Record extracts Start Marker

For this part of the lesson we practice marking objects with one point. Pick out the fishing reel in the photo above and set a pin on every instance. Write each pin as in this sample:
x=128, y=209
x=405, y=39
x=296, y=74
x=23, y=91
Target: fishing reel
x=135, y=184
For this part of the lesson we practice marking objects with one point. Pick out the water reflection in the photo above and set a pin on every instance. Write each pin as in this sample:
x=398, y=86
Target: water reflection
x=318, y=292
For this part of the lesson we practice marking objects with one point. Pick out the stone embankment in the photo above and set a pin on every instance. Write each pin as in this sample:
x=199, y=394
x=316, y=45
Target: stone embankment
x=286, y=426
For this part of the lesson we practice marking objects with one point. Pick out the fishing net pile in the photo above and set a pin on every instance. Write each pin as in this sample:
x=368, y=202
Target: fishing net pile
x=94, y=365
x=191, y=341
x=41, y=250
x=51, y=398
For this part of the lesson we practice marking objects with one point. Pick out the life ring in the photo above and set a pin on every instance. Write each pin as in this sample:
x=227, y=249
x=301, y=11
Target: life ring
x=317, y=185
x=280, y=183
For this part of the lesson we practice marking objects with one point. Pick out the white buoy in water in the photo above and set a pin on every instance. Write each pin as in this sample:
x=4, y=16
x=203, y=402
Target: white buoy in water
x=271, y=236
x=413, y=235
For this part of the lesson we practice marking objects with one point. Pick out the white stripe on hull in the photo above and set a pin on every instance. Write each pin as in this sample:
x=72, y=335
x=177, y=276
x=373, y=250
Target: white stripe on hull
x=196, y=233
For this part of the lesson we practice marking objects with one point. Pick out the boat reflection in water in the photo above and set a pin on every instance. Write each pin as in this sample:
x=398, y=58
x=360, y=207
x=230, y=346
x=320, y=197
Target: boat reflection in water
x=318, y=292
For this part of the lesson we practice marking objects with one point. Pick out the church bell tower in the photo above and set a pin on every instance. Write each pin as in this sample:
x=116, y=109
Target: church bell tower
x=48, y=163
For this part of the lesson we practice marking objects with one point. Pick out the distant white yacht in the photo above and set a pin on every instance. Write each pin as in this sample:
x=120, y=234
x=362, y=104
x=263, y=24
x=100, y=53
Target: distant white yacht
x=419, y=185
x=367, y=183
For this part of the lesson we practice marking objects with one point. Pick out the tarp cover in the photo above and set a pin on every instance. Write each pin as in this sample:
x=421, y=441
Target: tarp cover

Record extracts End Marker

**Task prompt**: Reproduce every record, making sure each one stays exactly the same.

**Result of this exercise**:
For this part of the lesson we practice marking objects with one point. Pick out the fishing reel in the photo above and set a pin on every instance. Write each pin as in this sample:
x=128, y=209
x=405, y=39
x=296, y=74
x=23, y=91
Target: fishing reel
x=135, y=184
For this part of the lesson we practice marking objects with one point. Pick out the water reflection in the photo above and set a pin on every instance. Write each pin as in this sample:
x=398, y=86
Target: water reflection
x=318, y=292
For this part of the lesson we practice marking objects with one point. Pick out the stone embankment in the photo above and set a pin on every instance. Write each pin as in this sample:
x=199, y=394
x=316, y=45
Target: stone embankment
x=286, y=426
For this part of the lesson we practice marking objects with one point. Pick out the fishing net pile in the photo above and set a pin on every instance. Write each pin as in this sample:
x=368, y=202
Target: fishing net pile
x=94, y=365
x=191, y=341
x=41, y=250
x=51, y=398
For this part of the lesson we practice marking objects with one point. Pick out the life ring in the photo above and set a pin on every instance. Write each pin as in this sample:
x=227, y=249
x=301, y=11
Target: life ring
x=317, y=185
x=280, y=183
For this part of the lesson we practice marking objects with one point. Pick out the white buoy in water in the photo above and set a pin on every instance. Write each pin as in this sample:
x=4, y=16
x=203, y=402
Target: white buoy in water
x=271, y=236
x=413, y=235
For this part of the lesson we practice marking objects with one point. Pick out the white stripe on hull in the photo above and set a pin on every instance. Write each pin as in this sample:
x=72, y=335
x=177, y=276
x=373, y=250
Target: white stripe on hull
x=196, y=233
For this part of the lesson we practice marking objects with one point. Pick out the boat reflection in water in the photo above and set a pin on every instance. Write each pin as in this sample:
x=398, y=58
x=360, y=207
x=230, y=346
x=320, y=197
Target: boat reflection in water
x=318, y=292
For this part of the lesson we practice marking objects with one point. Pick out the church bell tower in the photo above and set a pin on every instance. Write each pin as in this sample:
x=116, y=109
Target: church bell tower
x=48, y=163
For this part of the lesson we practice marking objects with one point. Pick out the distant white yacht in the photo above and set a pin on every instance. Write each pin as in this sample:
x=120, y=234
x=362, y=104
x=263, y=24
x=100, y=53
Target: distant white yacht
x=419, y=185
x=367, y=183
For this part of the lesson we practice marking objects with one point. Pick out the tarp cover in the photo above and set a pin on every instance. Write each pin as in this sample:
x=421, y=441
Target: tarp cover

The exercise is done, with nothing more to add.